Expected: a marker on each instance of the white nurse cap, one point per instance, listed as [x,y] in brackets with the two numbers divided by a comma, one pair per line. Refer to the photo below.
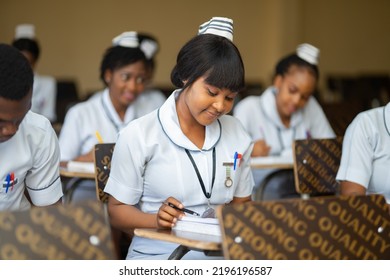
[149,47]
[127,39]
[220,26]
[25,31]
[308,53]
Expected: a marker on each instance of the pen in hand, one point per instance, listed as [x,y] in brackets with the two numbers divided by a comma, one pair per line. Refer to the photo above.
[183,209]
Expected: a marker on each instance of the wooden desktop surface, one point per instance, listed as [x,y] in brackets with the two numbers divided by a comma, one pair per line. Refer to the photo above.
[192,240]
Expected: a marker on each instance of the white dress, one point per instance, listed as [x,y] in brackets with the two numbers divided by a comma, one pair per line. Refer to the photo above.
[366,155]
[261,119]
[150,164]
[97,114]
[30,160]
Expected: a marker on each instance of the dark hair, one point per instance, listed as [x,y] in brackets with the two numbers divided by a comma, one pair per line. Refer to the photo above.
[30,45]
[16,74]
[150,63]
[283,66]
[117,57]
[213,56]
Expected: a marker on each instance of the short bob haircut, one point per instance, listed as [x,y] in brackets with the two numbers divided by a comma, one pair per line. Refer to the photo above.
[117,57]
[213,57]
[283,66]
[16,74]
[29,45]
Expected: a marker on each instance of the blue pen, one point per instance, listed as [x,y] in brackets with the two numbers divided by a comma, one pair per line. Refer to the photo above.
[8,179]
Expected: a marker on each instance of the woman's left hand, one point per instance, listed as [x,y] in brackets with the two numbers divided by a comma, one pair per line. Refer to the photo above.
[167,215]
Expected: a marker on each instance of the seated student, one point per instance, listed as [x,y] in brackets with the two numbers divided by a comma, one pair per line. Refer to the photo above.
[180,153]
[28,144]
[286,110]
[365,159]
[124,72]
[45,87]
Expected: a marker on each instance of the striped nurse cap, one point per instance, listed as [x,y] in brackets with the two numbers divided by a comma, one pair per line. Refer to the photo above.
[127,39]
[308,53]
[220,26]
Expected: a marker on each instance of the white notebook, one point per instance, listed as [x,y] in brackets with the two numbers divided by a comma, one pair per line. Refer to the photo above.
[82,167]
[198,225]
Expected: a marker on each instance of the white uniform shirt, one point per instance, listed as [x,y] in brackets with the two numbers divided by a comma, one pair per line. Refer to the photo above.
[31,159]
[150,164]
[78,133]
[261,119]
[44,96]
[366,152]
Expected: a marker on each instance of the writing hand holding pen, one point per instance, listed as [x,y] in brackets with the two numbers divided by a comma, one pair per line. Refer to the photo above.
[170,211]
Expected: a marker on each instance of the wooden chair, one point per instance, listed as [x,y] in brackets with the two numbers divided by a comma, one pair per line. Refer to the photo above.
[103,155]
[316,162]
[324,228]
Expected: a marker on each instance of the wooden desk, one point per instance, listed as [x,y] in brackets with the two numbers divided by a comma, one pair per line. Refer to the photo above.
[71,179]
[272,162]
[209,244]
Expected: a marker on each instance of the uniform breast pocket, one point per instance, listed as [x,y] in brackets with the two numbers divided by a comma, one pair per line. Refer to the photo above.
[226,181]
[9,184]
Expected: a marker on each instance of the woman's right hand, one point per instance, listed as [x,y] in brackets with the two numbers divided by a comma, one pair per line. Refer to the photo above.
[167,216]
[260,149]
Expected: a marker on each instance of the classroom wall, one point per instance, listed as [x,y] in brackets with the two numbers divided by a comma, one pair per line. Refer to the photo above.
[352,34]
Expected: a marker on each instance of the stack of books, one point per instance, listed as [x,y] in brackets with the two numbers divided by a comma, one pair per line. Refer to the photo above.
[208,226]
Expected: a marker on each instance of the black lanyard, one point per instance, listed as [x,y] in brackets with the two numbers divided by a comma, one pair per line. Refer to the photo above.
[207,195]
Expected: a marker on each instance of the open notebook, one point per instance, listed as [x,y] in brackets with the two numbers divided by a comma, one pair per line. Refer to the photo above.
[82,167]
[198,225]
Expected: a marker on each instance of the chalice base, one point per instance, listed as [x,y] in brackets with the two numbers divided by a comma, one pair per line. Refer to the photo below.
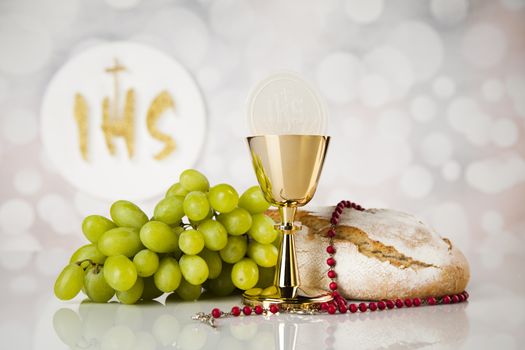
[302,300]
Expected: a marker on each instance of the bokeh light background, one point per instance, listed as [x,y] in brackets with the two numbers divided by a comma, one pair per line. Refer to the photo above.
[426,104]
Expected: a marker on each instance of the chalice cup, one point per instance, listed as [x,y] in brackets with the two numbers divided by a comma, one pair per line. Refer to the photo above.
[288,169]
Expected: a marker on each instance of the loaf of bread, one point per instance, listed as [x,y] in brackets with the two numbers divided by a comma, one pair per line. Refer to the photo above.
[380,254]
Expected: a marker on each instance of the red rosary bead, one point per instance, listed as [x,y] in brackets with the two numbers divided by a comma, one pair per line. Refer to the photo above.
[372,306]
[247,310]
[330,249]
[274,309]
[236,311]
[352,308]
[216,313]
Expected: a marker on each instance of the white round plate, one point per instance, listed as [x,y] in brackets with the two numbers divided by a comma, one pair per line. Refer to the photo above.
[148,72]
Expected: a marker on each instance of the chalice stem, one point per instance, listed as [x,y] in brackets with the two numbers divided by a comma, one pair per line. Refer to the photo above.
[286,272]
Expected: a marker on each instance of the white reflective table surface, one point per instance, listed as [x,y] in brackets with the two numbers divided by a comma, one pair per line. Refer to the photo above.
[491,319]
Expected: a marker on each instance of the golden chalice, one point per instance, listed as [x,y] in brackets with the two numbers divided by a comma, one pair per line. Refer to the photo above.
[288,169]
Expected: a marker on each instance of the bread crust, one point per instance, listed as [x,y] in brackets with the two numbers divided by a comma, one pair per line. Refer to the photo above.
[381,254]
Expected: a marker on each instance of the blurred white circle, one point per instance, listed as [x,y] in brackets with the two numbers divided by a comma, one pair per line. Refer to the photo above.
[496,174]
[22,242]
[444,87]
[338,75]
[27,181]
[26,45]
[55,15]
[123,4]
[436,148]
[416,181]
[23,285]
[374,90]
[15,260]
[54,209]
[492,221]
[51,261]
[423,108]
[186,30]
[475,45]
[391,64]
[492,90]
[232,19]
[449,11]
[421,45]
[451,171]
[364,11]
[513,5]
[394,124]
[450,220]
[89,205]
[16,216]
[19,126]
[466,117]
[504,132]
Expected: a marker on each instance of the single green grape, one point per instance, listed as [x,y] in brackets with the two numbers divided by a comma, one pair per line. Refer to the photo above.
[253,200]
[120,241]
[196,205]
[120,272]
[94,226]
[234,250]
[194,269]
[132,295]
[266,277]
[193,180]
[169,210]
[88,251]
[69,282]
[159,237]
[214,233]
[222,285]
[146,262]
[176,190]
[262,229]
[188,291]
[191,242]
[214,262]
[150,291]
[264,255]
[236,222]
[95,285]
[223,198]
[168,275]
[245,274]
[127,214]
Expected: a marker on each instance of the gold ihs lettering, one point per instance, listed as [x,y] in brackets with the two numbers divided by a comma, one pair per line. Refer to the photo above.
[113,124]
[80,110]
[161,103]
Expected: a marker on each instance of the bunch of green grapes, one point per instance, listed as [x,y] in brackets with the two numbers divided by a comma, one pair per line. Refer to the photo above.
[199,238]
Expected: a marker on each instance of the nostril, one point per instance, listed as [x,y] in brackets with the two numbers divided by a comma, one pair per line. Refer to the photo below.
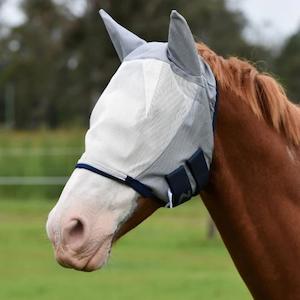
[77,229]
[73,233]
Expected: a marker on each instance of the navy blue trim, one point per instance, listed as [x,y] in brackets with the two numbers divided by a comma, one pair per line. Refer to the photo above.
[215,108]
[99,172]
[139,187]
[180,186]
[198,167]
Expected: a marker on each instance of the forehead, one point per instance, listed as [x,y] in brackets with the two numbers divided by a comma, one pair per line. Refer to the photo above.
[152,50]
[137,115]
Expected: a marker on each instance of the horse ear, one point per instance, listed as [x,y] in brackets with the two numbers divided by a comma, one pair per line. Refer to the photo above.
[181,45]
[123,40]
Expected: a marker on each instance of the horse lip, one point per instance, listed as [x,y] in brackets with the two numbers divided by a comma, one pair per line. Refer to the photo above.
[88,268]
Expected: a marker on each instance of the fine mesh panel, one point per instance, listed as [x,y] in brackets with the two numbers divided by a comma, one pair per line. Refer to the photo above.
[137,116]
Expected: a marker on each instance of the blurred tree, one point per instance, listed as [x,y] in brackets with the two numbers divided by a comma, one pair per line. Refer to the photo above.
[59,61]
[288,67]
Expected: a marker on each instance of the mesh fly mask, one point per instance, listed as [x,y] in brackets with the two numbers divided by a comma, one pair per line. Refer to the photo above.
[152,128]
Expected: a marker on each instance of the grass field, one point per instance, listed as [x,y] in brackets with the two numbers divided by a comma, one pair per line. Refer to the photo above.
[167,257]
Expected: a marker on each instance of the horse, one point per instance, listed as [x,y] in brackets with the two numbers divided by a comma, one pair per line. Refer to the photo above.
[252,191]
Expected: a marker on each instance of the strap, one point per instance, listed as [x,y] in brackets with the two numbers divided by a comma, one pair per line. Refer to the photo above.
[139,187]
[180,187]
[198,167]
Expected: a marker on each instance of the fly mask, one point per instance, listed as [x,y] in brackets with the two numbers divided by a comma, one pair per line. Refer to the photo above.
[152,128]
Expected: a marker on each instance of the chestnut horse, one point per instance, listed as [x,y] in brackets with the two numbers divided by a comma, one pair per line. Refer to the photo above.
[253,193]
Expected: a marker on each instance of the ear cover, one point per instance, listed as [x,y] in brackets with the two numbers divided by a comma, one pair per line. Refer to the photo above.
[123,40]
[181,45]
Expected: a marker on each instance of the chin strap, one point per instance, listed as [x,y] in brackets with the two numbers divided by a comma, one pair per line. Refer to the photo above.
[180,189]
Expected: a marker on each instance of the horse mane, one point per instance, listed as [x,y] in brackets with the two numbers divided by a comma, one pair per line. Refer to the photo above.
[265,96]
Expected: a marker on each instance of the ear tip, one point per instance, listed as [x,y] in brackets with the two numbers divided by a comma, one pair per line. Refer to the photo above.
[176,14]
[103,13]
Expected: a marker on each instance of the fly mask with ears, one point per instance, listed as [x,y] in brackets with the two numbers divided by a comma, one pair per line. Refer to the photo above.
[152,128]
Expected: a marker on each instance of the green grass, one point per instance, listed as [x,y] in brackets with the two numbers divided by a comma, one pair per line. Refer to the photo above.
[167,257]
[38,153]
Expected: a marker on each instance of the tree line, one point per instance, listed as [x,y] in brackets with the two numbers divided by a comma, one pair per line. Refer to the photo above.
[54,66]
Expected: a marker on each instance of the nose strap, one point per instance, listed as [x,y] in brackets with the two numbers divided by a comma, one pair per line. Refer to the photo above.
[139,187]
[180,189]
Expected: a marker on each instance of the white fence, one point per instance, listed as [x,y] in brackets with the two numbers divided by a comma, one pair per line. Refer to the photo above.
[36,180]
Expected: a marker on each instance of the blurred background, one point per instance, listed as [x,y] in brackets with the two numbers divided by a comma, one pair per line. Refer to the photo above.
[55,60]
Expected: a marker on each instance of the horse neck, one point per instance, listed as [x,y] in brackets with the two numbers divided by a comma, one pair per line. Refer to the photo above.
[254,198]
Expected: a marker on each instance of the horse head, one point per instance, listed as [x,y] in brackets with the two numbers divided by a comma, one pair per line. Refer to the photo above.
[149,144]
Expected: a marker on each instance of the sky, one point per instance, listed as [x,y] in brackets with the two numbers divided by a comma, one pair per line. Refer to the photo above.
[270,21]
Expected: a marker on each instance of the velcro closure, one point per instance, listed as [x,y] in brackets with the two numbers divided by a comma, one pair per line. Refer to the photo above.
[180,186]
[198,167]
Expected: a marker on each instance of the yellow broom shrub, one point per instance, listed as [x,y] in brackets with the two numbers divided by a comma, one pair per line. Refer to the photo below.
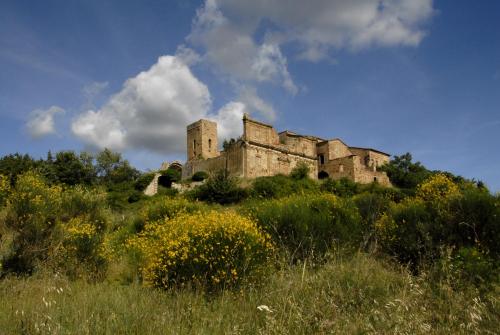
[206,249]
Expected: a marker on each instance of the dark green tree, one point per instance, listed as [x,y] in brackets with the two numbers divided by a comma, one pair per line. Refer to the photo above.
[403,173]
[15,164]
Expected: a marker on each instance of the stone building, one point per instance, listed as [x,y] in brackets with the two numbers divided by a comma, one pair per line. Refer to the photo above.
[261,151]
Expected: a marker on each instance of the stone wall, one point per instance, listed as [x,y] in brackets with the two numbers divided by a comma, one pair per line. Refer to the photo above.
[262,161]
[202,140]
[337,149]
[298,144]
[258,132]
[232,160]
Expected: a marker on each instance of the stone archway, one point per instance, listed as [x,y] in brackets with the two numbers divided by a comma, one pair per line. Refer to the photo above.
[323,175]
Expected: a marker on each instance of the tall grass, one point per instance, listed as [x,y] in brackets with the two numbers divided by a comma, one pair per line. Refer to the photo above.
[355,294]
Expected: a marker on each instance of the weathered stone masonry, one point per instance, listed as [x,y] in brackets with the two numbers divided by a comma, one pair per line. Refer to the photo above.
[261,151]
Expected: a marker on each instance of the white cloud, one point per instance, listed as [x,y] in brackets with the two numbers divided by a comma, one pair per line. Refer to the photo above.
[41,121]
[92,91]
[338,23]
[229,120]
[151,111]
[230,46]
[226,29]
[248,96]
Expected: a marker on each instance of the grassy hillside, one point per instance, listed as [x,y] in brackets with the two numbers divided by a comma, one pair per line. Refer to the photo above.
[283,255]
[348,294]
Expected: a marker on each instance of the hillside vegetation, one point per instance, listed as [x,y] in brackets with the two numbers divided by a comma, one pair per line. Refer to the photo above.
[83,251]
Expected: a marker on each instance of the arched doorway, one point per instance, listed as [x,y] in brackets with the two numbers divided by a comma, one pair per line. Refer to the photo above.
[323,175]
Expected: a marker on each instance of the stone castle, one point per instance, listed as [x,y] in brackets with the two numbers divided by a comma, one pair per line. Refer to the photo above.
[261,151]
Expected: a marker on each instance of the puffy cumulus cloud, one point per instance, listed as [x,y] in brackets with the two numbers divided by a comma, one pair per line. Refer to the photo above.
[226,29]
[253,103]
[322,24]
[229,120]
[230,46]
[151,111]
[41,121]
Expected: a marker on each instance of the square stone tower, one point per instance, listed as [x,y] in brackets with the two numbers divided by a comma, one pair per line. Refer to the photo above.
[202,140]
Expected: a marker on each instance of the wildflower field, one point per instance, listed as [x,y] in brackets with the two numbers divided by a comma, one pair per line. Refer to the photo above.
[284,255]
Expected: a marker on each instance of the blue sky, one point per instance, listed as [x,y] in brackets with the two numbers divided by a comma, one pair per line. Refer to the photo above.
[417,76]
____________
Work to complete> Reproduce only those lines of the entries above that run from the line with "Expected: a marker on each instance of the wildflower" to the final line.

Response for this exercise>
Expected: a marker on each instance of the wildflower field, one point per instance, listed as [x,y] in brackets with the two numbers divided by a comma, one pair per line. Refer to the photo above.
[284,255]
Expected: a marker on each instance of the blue sky, one point per instance, listed as [x,y] in brackets with the two numbers divided by a comma, one pair per line. Refer to the photo above.
[417,76]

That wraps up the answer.